[Stored records]

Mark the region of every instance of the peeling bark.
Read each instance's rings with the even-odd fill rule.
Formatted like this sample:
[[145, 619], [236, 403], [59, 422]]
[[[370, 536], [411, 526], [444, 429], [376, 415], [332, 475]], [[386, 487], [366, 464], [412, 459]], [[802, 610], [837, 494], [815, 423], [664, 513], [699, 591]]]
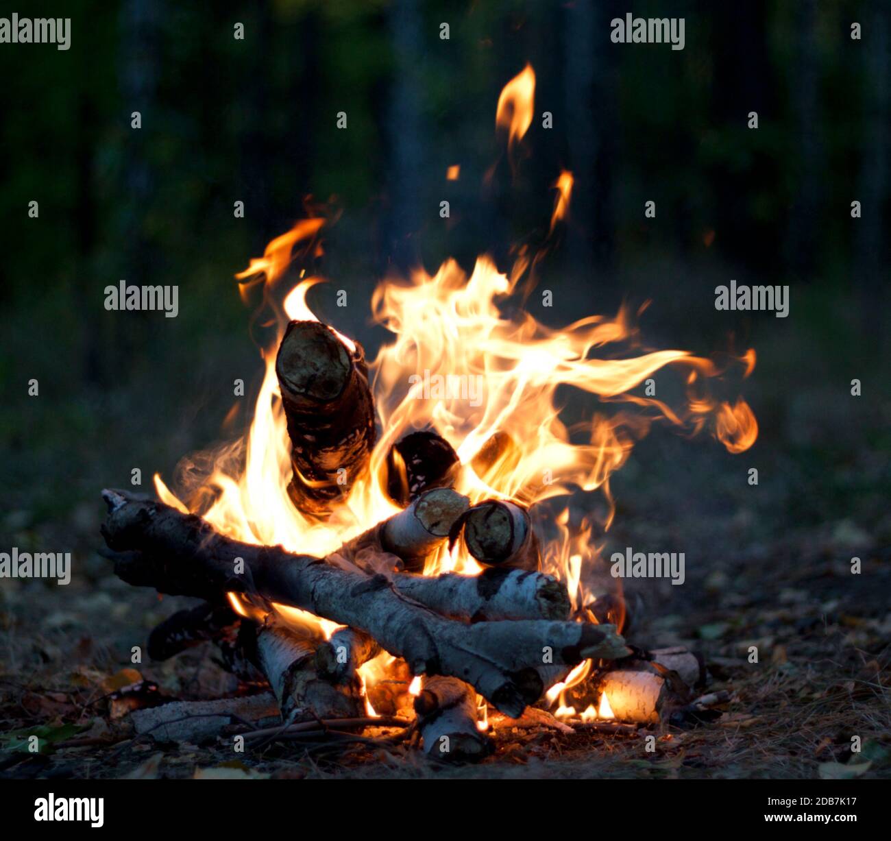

Task statement
Print every line of the listing above without any change, but leave the pictures out.

Exercise result
Mark the region of every instance of the peeling bark.
Read each instance's rings with the even-odd fill rule.
Formatted like this sample:
[[145, 619], [236, 403], [59, 422]]
[[[370, 536], [411, 526], [444, 429], [376, 415], [332, 475]], [[386, 487], [366, 464], [412, 459]], [[802, 610], [837, 494], [815, 423], [664, 513], [699, 591]]]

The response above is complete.